_What you need to do_:
A. In the book review, which relationship does Srinivasan choose instead of the Sugriva-Rama alliance?
B. Reproduce the stretch of the book review from "Dasakumaracarita is unique" through "tyranny and sophistry.".
C. Carry on the book review from where it stops.

_Reading text_:
....

Vasanthi Srinivasan: Virtue and Human Ends: Political Ideas from Indian Classics. Orient Blackswan, 2021, pp.202, Rs. 685/-
Studies abound of Arthashastra, Mudrarakshasa, Panchatantra and Hitopadesha; not so many of Dasakumaracharita, Vetala Panchavimshati and Simhasana Dvatrimshika, (2nd century BCE to 13th century CE). Srinivasan is the first to study them together vis-a-vis Western political thought. It is the first study based upon Telegu translations which provide different versions of some tales.
Dasakumaracarita is unique for its unstinted praise for niti–shastra that is not found even in the Arthashastra. However, this is undercut by a parody mocking Kautilya’s tenets as too demanding and urging study of other disciplines because statecraft is uncertain, is the root of all anxiety and a hindrance to pleasures like hunting, gambling, drinking and women which bolster manhood and enlarge the circle of friends. In Mudrarakshasa the king’s orders about a festival are countermanded by Chanakya. Both Panchatantra and Dasakumaracarita depict counsellors losing favour because kings suspected powerful ministers. Srinivasan mentions how Plato failed with Dionysus of Syracuse whereas Chanakya succeeded with Chandragupta. Real politik, however, is often found to support tyranny and sophistry.
Panchatantra teaches that practical wisdom must govern power. It specially celebrates friendship, embracing allies (mitra), well-wishers (suhrid) and personal friends (sakhya with a sakha). It not only depicts political situations where deception by inferiors subverts the stronger, but also the bonding of heart to heart. Friendship is possible only between equals, with dharma hardly playing a role. Any wide gap militates against friendship e.g. with kings and gods. The instance of Prince Hal abandoning Falstaff is an excellent example that Srinivasan cites. She appropriately compares with what our epics depict. However, instead of the Sugriva-Rama alliance, she selects the Rama-Hanuman relationship, which is more of master and devoted servant. The Drona-Drupada relationship focuses on equality as the basis of friendship, further explored in the Duryodhana-Karna pair. Again, instead of Krishna-Arjuna, Srinivasan includes Krishna-Sudama where classmates change into bhakta and Bhagwan.

....

_Region pointing data_:

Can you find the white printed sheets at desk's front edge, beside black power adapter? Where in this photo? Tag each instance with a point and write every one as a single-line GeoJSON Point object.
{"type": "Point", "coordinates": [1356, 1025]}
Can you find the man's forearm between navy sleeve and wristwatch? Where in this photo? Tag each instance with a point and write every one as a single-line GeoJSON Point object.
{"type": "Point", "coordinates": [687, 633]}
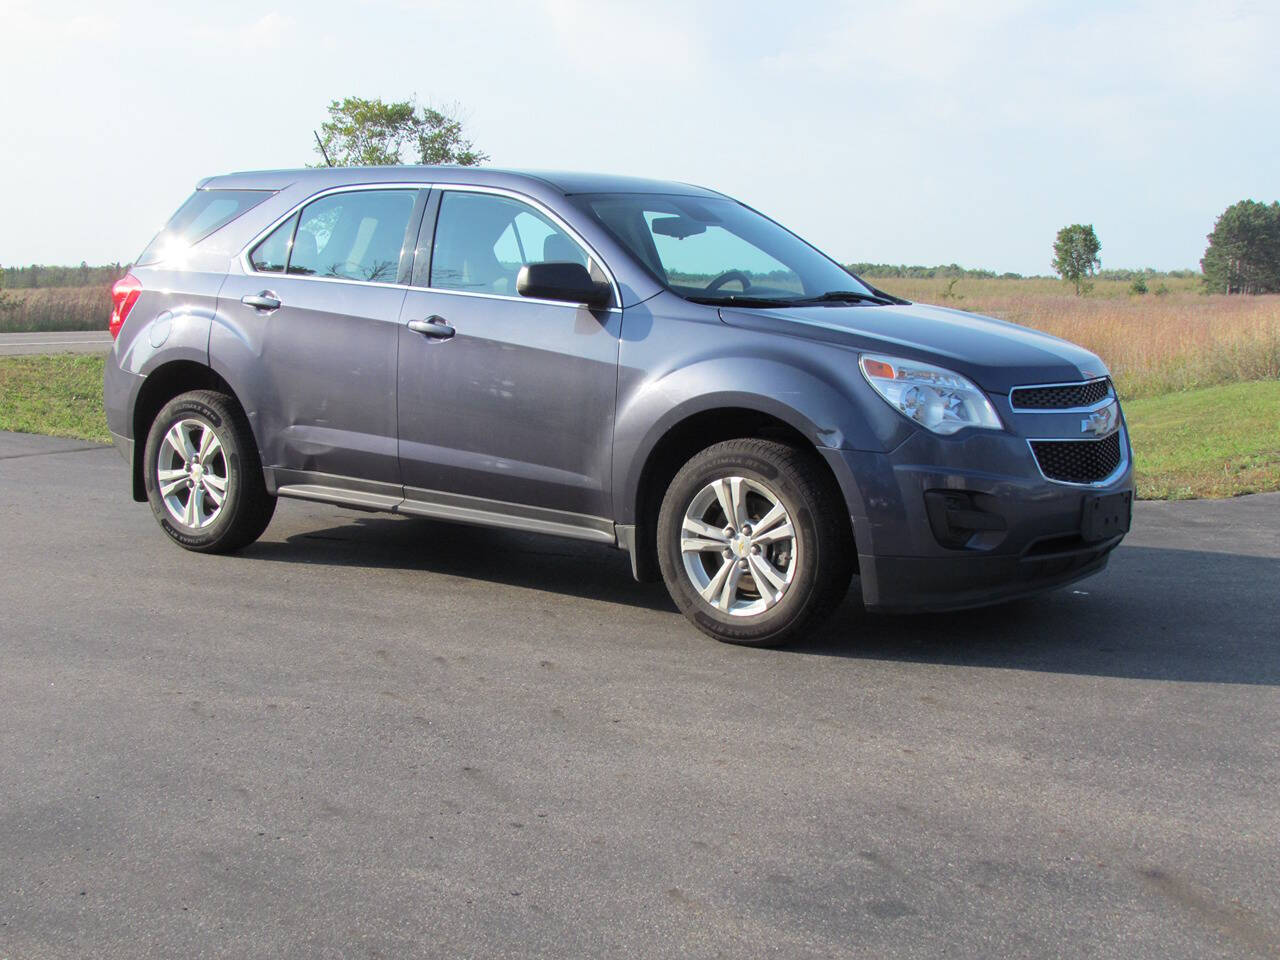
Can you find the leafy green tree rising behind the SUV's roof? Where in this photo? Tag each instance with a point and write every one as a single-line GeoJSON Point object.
{"type": "Point", "coordinates": [372, 134]}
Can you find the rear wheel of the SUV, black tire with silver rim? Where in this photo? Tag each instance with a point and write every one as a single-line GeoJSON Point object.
{"type": "Point", "coordinates": [184, 490]}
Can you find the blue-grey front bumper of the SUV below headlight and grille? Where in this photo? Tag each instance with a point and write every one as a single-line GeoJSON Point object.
{"type": "Point", "coordinates": [904, 564]}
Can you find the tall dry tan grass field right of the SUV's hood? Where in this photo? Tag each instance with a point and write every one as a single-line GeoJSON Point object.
{"type": "Point", "coordinates": [1154, 345]}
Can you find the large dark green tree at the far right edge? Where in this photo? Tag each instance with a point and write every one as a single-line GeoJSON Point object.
{"type": "Point", "coordinates": [1244, 254]}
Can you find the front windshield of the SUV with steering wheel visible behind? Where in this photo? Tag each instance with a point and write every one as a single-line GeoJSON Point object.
{"type": "Point", "coordinates": [715, 250]}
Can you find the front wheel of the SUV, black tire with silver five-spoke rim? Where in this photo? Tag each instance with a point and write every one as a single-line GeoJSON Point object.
{"type": "Point", "coordinates": [808, 573]}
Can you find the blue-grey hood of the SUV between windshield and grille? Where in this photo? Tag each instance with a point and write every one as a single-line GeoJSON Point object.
{"type": "Point", "coordinates": [995, 354]}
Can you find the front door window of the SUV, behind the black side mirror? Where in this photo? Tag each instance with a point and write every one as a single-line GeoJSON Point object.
{"type": "Point", "coordinates": [482, 241]}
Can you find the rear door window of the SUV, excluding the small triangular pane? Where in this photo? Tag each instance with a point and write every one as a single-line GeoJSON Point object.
{"type": "Point", "coordinates": [353, 236]}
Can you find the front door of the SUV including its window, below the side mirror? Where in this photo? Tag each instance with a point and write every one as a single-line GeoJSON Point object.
{"type": "Point", "coordinates": [511, 415]}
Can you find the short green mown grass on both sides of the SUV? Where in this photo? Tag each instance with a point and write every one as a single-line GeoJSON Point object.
{"type": "Point", "coordinates": [1210, 442]}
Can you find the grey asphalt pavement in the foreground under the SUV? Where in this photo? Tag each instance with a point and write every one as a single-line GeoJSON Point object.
{"type": "Point", "coordinates": [381, 737]}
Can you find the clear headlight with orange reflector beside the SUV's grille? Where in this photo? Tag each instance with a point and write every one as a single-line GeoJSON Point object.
{"type": "Point", "coordinates": [936, 399]}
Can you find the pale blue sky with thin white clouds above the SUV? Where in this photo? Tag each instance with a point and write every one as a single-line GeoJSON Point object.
{"type": "Point", "coordinates": [912, 131]}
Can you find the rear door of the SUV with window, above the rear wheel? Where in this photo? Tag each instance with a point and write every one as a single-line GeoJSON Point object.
{"type": "Point", "coordinates": [324, 300]}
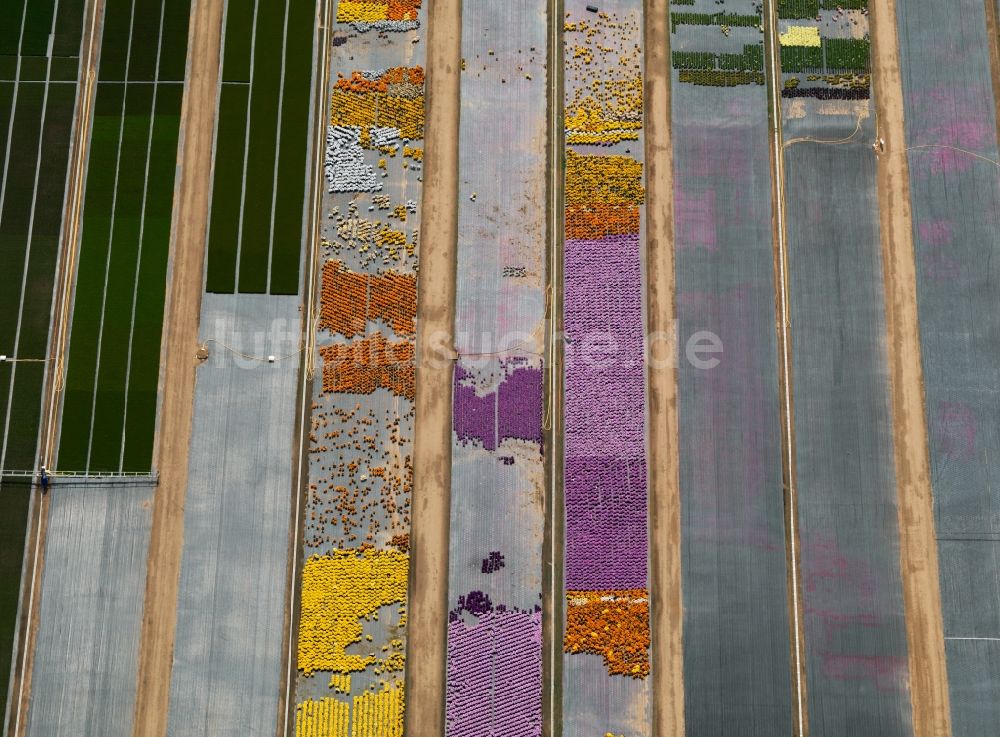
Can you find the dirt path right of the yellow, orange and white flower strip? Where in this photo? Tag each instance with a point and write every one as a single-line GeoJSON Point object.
{"type": "Point", "coordinates": [430, 516]}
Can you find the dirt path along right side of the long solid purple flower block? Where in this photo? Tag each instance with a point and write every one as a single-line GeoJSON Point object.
{"type": "Point", "coordinates": [666, 603]}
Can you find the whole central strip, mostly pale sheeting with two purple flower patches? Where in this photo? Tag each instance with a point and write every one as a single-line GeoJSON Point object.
{"type": "Point", "coordinates": [494, 651]}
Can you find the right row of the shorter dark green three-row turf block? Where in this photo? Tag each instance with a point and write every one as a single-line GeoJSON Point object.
{"type": "Point", "coordinates": [290, 201]}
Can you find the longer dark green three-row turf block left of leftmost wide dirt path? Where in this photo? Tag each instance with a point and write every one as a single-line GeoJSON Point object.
{"type": "Point", "coordinates": [112, 369]}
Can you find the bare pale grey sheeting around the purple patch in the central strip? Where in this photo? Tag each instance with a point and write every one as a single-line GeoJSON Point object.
{"type": "Point", "coordinates": [497, 505]}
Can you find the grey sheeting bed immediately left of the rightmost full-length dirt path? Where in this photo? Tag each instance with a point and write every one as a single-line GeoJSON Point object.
{"type": "Point", "coordinates": [856, 648]}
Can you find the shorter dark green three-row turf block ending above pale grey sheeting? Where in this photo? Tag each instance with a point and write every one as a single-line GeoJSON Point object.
{"type": "Point", "coordinates": [258, 195]}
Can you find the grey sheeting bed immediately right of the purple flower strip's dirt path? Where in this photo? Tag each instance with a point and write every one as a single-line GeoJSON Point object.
{"type": "Point", "coordinates": [737, 672]}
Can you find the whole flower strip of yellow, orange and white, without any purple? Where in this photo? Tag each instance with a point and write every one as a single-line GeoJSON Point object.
{"type": "Point", "coordinates": [353, 586]}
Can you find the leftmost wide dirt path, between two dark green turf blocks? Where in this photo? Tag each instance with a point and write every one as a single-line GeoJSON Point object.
{"type": "Point", "coordinates": [190, 219]}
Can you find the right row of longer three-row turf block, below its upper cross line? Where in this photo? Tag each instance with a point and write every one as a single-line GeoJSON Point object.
{"type": "Point", "coordinates": [144, 376]}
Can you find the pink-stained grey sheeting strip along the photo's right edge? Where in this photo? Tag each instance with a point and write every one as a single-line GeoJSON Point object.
{"type": "Point", "coordinates": [948, 101]}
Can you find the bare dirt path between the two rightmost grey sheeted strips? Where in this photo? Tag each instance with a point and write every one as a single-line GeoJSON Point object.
{"type": "Point", "coordinates": [917, 537]}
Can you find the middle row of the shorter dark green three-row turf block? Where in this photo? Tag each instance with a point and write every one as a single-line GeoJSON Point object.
{"type": "Point", "coordinates": [255, 244]}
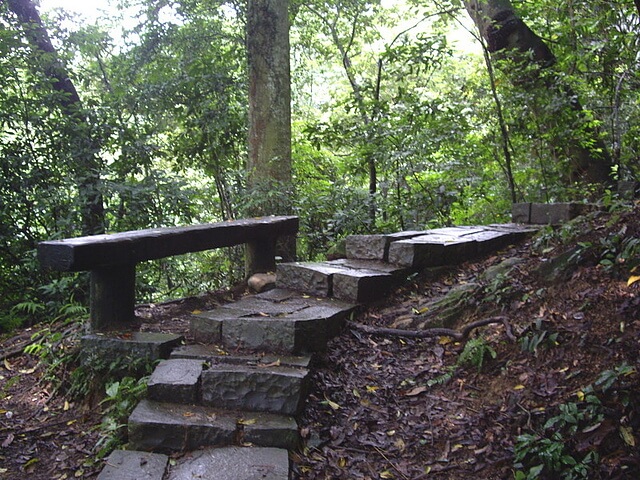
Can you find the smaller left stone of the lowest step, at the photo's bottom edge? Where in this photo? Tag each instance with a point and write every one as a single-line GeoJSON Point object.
{"type": "Point", "coordinates": [132, 465]}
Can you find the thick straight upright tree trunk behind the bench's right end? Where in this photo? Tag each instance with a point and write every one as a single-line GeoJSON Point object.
{"type": "Point", "coordinates": [269, 143]}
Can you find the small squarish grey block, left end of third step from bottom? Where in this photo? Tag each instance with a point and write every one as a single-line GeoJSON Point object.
{"type": "Point", "coordinates": [176, 381]}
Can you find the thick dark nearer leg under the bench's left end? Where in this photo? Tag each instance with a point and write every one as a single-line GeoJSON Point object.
{"type": "Point", "coordinates": [112, 297]}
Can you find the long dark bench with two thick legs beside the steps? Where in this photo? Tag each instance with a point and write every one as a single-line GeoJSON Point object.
{"type": "Point", "coordinates": [112, 258]}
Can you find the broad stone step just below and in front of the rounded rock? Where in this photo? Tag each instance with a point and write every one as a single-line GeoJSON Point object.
{"type": "Point", "coordinates": [276, 321]}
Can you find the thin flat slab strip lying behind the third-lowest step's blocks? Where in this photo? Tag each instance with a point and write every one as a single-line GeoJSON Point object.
{"type": "Point", "coordinates": [214, 354]}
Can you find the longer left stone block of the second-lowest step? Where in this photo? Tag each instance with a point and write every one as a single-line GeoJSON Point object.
{"type": "Point", "coordinates": [167, 427]}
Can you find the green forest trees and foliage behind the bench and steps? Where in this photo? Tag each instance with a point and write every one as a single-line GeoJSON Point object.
{"type": "Point", "coordinates": [405, 115]}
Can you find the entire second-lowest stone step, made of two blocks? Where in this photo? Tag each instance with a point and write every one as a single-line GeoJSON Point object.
{"type": "Point", "coordinates": [169, 427]}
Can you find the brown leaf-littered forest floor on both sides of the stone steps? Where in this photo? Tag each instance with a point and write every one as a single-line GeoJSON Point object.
{"type": "Point", "coordinates": [555, 385]}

....

_Task results_:
A. She chooses the Rama-Hanuman relationship.

B.
Dasakumaracarita is unique for its unstinted praise for niti–shastra that is not found even in the Arthashastra. However, this is undercut by a parody mocking Kautilya’s tenets as too demanding and urging study of other disciplines because statecraft is uncertain, is the root of all anxiety and a hindrance to pleasures like hunting, gambling, drinking and women which bolster manhood and enlarge the circle of friends. In Mudrarakshasa the king’s orders about a festival are countermanded by Chanakya. Both Panchatantra and Dasakumaracarita depict counsellors losing favour because kings suspected powerful ministers. Srinivasan mentions how Plato failed with Dionysus of Syracuse whereas Chanakya succeeded with Chandragupta. Real politik, however, is often found to support tyranny and sophistry.

C.
In Panchatantra, Damanaka represents the amoral politician; Karataka the prudent statesman. Virtue is no guarantee against harm (Indra treacherously kills Vritra after swearing oaths of friendship). A good friend surpasses blood relatives. Wives and sons should not be trusted. The touchstone of friendship is help extended in danger. However, Francis Bacon pointed out how princes endanger themselves by promoting their inferiors to become close friends, as with Sulla and Pompey and Caesar and Brutus.
Srinivasan notes how Aristotle extols friendship as the best means of using practical reason as it requires bravery in speaking one’s mind, moderation, justice etc. Although justice is not a pre-requisite for friendship, it is needed where the former exists. Law-makers need to stress friendship between citizens more than justice because friends meet the demands of justice without the need for punishment or persuasion. The superiority of Panchatantra/Hitopadesha to Aristotle, Cicero and Bacon lies in conveying teachings through highly entertaining tales instead of lecturing on morality or policy.
Poverty is seen as the root of all evils and mendicancy is as terrible as death, thus denigrating Jain and Buddhist bhikshus. Srinivasan asserts that charity is considered dreadful and a door to death, but fails to cite any instance of this. Hitopadesha conversely condemns hoarding without donating. Donation, dana, is extolled in the Mahabharata as the sure path to heaven. There is a fascinating debate on individual enterprise and dependence on fate, with karma determining what is one’s due. The texts are scornful of Brahmins but extol merchants as wise, righteous and ambitious, indicating the social perspective. Caste is not a social barrier. A weaver seduces a princess and gets the kingdom.
The discourse of the turtle Manthara incorporates both secular adages on policy and spiritual advice from the Gita, revealing how decisions are reached. Maxims are not to be followed mechanically, specially where an enemy approaches as a friend. The story of an owl raiding crows’ nests should have reminded Srinivasan of that scene witnessed by Ashvatthama in the Sauptika Parva of the Mahabharata. There are many depictions of women as foolish, greedy, selfish and lustful. However, they are also shown as intelligent, practical, contented and interested in discussing morality. Feminine friendship is featured besides male bonding.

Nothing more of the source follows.